> [Records for processing]
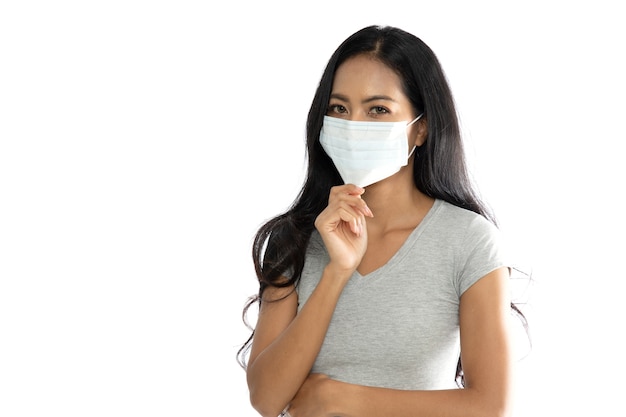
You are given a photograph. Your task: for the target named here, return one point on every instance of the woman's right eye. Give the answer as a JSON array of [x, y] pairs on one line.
[[336, 108]]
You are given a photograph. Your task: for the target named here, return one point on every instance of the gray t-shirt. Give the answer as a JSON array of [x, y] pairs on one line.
[[398, 327]]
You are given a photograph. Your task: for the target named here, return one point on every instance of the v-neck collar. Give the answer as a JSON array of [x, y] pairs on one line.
[[402, 251]]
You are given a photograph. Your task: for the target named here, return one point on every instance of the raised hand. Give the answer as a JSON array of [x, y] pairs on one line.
[[342, 227]]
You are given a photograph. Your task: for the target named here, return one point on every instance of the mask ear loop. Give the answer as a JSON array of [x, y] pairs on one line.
[[415, 120], [414, 146]]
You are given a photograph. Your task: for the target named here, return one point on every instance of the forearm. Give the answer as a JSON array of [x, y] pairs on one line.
[[277, 373], [364, 401]]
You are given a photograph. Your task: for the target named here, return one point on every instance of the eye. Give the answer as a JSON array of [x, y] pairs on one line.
[[337, 108], [379, 110]]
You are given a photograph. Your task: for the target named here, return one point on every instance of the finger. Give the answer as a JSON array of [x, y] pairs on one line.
[[351, 194]]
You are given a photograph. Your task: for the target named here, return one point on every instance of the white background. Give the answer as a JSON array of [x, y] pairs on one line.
[[143, 142]]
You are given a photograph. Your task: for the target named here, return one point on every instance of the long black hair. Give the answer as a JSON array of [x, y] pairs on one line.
[[440, 170]]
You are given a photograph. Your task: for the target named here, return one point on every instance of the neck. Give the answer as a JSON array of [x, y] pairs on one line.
[[396, 203]]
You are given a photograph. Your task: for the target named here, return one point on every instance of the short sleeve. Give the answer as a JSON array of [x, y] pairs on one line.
[[480, 253]]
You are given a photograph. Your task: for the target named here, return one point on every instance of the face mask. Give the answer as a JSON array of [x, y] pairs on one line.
[[366, 152]]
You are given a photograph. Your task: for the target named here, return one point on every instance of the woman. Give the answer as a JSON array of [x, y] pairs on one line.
[[385, 278]]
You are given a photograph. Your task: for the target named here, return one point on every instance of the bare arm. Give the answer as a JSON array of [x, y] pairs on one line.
[[286, 343], [484, 322]]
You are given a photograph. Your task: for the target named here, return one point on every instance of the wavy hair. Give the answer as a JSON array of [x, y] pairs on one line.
[[440, 168]]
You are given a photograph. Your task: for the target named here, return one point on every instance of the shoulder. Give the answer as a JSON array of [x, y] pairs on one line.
[[462, 222]]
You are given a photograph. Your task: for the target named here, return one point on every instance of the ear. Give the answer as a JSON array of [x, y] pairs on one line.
[[421, 131]]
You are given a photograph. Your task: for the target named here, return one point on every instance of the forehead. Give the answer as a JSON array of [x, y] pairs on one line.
[[366, 75]]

> [What needs to be done] Reproduce word for word everything from the line containing "of the long" down to the line containing "[[440, 170]]", including both of those lines.

> [Exercise result]
You are given a photograph. Your task: for the target named here, return one point on every instance of the long black hair. Give the answer as a JSON array of [x, y] pairs on one line.
[[440, 170]]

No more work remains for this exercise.